▶ SET EXERCISE: Reproduce this listing in full.

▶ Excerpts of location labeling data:
—————

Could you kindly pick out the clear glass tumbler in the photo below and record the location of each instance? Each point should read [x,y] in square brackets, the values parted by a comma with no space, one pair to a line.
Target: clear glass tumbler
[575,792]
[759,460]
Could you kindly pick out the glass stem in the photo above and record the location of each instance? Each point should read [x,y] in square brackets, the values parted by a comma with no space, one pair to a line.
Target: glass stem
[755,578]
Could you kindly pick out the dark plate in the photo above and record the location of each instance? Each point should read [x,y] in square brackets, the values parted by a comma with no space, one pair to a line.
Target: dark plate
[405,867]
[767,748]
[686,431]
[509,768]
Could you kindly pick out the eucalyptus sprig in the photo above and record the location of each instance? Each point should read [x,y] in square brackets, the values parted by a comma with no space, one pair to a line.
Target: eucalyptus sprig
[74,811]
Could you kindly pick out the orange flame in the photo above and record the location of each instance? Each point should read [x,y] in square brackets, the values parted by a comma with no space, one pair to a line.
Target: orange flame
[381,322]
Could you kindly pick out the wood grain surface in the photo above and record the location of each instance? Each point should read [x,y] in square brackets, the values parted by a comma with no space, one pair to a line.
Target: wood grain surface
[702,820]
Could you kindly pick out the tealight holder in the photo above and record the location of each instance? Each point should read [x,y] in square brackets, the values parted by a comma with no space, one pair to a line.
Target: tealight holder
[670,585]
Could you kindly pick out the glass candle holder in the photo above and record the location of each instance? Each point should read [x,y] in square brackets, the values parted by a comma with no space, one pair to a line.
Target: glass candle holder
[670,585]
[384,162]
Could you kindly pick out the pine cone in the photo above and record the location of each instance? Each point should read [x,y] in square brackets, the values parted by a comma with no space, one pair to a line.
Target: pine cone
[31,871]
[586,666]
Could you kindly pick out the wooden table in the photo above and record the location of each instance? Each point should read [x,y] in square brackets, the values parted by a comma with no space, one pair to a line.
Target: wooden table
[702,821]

—————

▶ SOLUTION BELOW:
Could you kindly pick out the clear glass tumbler in the photo below and record the location of each instance? Each point should read [x,y] in square brackets, the values parted by a comma with no space, one pair to a line.
Target: clear glass tumbler
[575,792]
[759,460]
Could you kindly pick out the glass stem in the photo above and record the location of each instance? Each point should read [x,y] in square brackets, the values parted by a comma with no space, one pair to a line.
Target: glass stem
[755,578]
Could you kindly pick out the dark plate in the photo above and record the location of each instance? Each point should read [x,y] in square brackets, the values parted by a comma with no space, one pair to a line.
Target: dark plate
[405,867]
[767,748]
[686,431]
[509,768]
Could you kindly pick out the eucalyptus sprig in the photo above and record the location of each instance? Each point should read [x,y] in square brackets, the values parted by a comma with no space, one pair to a line.
Target: eucalyptus sprig
[74,811]
Could you kindly pick out the orange flame in the photo above and record the location of each instance? Each point should read [x,y] in square brackets, the values parted by a comma with no space, one pair to a line.
Target: orange flame
[381,322]
Could you kindly pick out the wood grain surface in the photo above and record the location of each instance? Each point should read [x,y] in square brackets, the values parted by a comma with no space, one pair to a line.
Target: wood grain surface
[702,820]
Could you kindly pick out the tealight holder in the photo above and record the location of each instance? Each point should read [x,y] in square brackets, the values parted by a comma with no space, one pair to a line.
Target: tealight holder
[670,585]
Could you kindly pick out the glass candle holder in the photo above and record the location of each instance? Each point should read [x,y] in square brackets, the values parted by a comma with no space, one pair to a line.
Target: glass candle holder
[670,585]
[384,162]
Could you kindly pick out the pine cone in the photo above and record the location of each instance? Each point should read [x,y] in square brackets, the values parted by a comma with no space, one pair to a line.
Target: pine cone
[31,871]
[586,666]
Could you kindly pick out the wooden table in the photo above and record the location of each instance? Each point should read [x,y] in square brackets, the values parted by a comma with no space, one pair to a line.
Target: wooden table
[702,821]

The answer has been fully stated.